** start of Extracted material **
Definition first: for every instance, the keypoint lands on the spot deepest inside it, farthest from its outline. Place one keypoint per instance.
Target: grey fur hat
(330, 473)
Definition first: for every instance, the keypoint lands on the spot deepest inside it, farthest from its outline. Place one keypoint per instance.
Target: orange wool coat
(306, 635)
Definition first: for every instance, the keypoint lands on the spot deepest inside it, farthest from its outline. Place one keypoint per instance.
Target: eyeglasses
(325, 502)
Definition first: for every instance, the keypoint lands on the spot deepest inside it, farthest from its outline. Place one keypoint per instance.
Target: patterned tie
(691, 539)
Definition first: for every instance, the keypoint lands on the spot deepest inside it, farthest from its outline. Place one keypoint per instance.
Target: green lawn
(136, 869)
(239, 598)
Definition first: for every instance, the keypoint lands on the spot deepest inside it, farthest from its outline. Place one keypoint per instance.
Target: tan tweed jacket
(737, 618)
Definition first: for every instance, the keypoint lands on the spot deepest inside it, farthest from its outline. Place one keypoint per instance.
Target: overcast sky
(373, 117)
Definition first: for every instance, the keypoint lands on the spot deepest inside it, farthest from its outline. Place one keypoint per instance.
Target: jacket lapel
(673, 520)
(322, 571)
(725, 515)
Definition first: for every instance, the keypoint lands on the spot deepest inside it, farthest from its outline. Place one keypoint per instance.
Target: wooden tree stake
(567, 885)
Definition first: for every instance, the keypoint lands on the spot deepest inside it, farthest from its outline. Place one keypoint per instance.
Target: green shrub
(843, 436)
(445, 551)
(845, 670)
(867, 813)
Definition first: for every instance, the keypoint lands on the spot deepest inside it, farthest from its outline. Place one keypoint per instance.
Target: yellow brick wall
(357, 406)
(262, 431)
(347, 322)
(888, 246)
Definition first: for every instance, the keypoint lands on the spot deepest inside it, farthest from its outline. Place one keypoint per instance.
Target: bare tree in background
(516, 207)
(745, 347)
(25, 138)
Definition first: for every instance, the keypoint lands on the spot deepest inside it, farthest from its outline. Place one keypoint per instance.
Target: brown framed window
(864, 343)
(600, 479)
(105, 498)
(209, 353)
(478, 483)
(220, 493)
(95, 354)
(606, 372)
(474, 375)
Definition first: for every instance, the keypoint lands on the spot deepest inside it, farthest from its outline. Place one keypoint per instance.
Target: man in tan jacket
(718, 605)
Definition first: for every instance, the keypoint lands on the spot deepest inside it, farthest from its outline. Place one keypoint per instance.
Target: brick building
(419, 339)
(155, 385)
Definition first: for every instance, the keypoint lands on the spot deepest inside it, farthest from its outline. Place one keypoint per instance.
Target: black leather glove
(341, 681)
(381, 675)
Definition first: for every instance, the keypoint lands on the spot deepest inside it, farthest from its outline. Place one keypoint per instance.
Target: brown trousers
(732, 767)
** end of Extracted material **
§ Exercise
Using the data above, return each line exactly as written.

§ Answer to the exercise
Definition first: for every instance, the keypoint lands on the spot deepest inside it, farthest from its outline. Place one keypoint per instance.
Target: grey fur hat
(330, 473)
Definition first: for every instance, the keypoint lands on the spot deepest inside it, farthest from its outline. Place one keypoint per instance.
Target: orange wool coat
(306, 635)
Definition first: for every instance, the keypoint lands on the spot deepest inside it, farthest from its outline. Place one keypoint per instance.
Target: eyeglasses
(325, 502)
Definition first: for every instance, the keypoint lands on the spot deepest inside it, farthest from its outline. Place one keypoint per instance.
Target: patterned tie
(691, 539)
Definition first: for every instance, the keypoint lands on the spot deepest inside it, farthest from its outline. Place one keypoint per instance.
Target: green lawn
(136, 869)
(239, 598)
Definition first: for every instance, the keypoint lands on the spot deepest inside it, farthest from its outline. Place one keypoint per instance.
Target: tan tweed jacket
(737, 618)
Definition first: for every instance, the keypoint lands on the spot deepest inside it, farthest from its outline. Place one keypoint per instance.
Target: overcast sky
(373, 117)
Definition first: for every instance, the keypoint lands on the spot deepest inside it, farthest from its outline. Place one keypoint per instance.
Target: jacket lapel
(673, 520)
(322, 571)
(725, 515)
Definition first: for every instance, the keypoint lands on the spot deepest inside it, farthest from its outline. Place one keypoint per instance.
Target: wooden tree stake
(567, 885)
Definition first: for every instance, the keypoint lands on the spot deepest inside it, farthest from its outline. Place one keypoint per instance.
Target: green shrub
(843, 436)
(445, 551)
(845, 670)
(867, 813)
Definition first: for every instance, the keypoint lands on the spot deepest inside it, farthest from its outline. Place one keypoint per instance.
Target: yellow brick wall
(357, 406)
(262, 431)
(347, 322)
(888, 246)
Definition first: for every instance, the keypoint lands on the spot deepest inside it, farthest from its outline. Place one keypoint per instance.
Target: bare tree in background
(516, 207)
(745, 347)
(25, 138)
Definition first: for every instance, the keypoint lands on the spot deepest inside it, farthest from its outline. Place one keypoint per instance.
Target: brown framed window
(864, 343)
(600, 479)
(105, 498)
(209, 353)
(478, 483)
(220, 493)
(95, 354)
(606, 372)
(474, 375)
Definition first: for every instance, the keypoint lands on the spot deepest inside it, farthest from its outline. Place one keypoint per instance.
Target: man in tan jacket
(718, 605)
Definition first: for every instance, the keypoint lands on the spot deepest inside it, farthest from its outline. Place one keypoint per instance.
Target: brick building
(419, 339)
(155, 385)
Definition first: for every instance, the keypoint lands on the spot deepest inside it, farthest from its outline. Place one keypoint per instance.
Target: black leather glove
(341, 681)
(381, 675)
Definition first: for every instance, the keypoint lands on the spot deepest inside it, farthest from its outline. Place one keypoint per instance.
Target: brown trousers
(732, 767)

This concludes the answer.